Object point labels
==============================
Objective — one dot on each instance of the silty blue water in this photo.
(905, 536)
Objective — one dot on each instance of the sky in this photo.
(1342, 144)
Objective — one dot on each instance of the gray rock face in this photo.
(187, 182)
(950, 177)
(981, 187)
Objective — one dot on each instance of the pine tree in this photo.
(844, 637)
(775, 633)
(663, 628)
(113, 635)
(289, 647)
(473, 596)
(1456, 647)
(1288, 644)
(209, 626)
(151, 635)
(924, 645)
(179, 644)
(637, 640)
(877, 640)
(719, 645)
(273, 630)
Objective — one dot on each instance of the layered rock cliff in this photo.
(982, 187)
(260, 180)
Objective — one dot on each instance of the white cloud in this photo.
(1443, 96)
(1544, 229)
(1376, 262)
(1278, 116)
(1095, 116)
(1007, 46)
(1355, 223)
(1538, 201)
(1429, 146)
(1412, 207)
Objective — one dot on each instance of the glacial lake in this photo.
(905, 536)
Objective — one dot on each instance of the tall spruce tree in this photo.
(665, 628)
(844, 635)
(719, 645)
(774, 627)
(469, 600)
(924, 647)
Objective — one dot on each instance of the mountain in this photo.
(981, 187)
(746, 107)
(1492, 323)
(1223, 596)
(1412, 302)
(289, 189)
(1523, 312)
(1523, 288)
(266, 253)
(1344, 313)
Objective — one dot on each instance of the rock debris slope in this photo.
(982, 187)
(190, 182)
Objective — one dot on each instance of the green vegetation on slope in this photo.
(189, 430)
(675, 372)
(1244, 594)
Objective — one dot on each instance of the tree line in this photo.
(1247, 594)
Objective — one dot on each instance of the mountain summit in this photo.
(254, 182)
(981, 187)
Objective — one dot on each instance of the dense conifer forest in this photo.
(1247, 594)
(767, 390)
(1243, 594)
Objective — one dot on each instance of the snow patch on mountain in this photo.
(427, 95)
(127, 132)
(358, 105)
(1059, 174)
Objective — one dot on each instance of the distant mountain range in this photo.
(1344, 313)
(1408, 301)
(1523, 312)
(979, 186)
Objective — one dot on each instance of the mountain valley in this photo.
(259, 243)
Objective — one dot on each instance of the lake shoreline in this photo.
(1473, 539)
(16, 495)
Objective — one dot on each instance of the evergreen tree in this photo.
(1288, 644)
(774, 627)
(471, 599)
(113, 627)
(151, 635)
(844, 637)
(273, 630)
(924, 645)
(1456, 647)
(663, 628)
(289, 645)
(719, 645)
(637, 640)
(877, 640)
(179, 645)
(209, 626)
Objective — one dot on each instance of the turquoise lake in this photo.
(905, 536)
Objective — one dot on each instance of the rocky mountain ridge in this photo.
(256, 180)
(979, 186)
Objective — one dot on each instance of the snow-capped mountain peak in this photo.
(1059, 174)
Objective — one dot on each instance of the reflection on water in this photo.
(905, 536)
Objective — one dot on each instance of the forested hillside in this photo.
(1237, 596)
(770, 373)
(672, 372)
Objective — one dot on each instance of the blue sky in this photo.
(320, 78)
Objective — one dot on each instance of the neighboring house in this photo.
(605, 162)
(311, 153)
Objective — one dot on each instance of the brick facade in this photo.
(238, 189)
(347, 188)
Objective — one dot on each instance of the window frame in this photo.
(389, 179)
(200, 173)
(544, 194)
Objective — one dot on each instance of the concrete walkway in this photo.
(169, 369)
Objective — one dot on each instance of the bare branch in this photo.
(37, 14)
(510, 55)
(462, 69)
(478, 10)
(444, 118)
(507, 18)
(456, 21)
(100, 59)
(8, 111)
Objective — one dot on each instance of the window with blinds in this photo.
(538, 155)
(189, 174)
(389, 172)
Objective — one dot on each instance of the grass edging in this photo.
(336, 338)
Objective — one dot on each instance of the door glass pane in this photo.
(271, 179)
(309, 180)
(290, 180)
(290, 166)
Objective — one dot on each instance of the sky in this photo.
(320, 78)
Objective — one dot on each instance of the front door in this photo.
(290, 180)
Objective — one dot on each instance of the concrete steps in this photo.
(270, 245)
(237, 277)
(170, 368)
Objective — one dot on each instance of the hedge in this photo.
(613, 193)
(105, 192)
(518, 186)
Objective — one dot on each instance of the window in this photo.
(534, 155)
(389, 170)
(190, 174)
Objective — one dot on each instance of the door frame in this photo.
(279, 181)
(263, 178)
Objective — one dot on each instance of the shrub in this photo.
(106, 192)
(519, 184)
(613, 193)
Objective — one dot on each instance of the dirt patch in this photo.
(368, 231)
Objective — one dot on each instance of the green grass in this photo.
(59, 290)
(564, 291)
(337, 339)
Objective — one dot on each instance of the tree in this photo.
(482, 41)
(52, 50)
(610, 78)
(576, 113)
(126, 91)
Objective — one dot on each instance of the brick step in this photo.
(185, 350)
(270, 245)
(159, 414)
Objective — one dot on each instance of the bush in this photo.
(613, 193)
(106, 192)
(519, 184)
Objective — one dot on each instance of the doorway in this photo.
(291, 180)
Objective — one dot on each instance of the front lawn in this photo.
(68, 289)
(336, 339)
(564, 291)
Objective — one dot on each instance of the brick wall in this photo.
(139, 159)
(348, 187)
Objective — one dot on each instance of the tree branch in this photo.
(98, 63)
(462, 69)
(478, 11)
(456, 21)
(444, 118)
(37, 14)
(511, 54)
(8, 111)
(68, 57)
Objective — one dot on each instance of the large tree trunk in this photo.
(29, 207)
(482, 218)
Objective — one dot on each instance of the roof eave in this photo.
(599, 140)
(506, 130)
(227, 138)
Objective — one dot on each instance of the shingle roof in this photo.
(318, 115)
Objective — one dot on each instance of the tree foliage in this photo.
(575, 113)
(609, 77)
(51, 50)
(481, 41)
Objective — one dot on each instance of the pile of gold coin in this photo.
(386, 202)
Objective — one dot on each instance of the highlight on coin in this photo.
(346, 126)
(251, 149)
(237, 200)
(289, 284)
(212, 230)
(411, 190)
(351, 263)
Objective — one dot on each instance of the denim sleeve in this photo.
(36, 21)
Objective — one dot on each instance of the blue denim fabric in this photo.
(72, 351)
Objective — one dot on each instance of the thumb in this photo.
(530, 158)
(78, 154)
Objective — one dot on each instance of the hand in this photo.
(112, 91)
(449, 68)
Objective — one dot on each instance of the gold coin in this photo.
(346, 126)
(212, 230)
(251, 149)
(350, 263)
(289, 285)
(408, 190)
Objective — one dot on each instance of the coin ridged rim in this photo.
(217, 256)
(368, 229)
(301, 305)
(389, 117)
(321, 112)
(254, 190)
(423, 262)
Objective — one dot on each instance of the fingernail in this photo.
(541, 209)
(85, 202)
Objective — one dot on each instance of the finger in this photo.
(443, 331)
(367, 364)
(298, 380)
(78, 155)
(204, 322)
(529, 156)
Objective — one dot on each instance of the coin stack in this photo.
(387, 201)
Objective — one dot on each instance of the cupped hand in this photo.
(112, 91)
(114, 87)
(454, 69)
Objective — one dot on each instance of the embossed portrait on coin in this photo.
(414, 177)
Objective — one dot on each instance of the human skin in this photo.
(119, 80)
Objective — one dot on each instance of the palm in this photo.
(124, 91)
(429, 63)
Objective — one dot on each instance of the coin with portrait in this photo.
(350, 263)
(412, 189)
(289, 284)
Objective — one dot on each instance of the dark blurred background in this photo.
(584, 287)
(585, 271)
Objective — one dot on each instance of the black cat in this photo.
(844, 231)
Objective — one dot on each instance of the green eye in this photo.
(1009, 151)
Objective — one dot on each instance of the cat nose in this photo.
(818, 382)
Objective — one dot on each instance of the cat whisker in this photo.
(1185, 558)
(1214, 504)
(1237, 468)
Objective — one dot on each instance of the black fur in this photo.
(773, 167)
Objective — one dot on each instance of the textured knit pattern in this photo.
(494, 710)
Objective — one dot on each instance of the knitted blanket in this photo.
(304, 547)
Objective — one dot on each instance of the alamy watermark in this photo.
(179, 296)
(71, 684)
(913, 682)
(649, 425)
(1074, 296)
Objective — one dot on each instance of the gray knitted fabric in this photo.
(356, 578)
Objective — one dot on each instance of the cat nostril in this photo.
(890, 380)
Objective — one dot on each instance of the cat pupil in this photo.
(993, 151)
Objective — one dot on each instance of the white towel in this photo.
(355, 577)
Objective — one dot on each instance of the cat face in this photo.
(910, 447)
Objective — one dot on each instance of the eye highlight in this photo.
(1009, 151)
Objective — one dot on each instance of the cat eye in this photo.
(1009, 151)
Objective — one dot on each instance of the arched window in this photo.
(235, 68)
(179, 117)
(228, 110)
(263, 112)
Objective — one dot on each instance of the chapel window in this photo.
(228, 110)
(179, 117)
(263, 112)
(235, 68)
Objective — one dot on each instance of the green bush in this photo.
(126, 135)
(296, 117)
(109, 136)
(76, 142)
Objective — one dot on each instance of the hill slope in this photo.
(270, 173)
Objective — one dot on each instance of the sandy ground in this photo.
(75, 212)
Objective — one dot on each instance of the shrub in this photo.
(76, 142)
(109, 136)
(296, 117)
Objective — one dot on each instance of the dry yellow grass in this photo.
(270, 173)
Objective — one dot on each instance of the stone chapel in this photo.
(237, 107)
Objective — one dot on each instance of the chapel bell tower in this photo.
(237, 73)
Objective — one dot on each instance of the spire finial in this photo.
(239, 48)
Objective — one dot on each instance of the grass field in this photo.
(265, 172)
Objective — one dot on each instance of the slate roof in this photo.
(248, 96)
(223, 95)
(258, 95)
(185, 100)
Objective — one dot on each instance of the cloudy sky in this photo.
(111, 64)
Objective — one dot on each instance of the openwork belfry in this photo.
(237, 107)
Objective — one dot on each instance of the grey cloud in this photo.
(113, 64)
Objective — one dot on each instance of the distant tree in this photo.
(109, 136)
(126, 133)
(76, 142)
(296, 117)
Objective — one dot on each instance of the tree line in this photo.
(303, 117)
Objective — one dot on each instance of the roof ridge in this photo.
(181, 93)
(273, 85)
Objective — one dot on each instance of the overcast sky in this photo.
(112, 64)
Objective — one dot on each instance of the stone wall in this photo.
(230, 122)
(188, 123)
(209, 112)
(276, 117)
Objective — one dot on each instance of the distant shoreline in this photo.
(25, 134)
==============================
• What is expected:
Repeat exactly the lines above, starting with the line that contains "Objective — one dot on each instance of the slate" and ending with the last line, both included, and nothing else.

• Exercise answer:
Objective — one dot on each instance of the slate roof in this photo.
(248, 96)
(223, 95)
(258, 95)
(185, 100)
Objective — one dot on each instance of the cloudy sky in this photo.
(111, 64)
Objective — one dot on each instance of the openwork belfry in this photo.
(237, 107)
Objective — one dot on each instance of the grey cloud in this photo.
(113, 64)
Objective — one dot on each instance of the distant tree in this photo.
(109, 136)
(126, 133)
(76, 142)
(296, 117)
Objective — one dot on each instance of the tree line in this photo.
(303, 117)
Objective — one dot on each instance of the roof ridge in this photo.
(181, 93)
(273, 85)
Objective — one dot on each instance of the overcast sky in this photo.
(112, 64)
Objective — one dot on each instance of the stone wall in this photo.
(230, 122)
(188, 123)
(209, 112)
(276, 117)
Objective — one dot on each instance of the distant shoreline in this photo.
(25, 134)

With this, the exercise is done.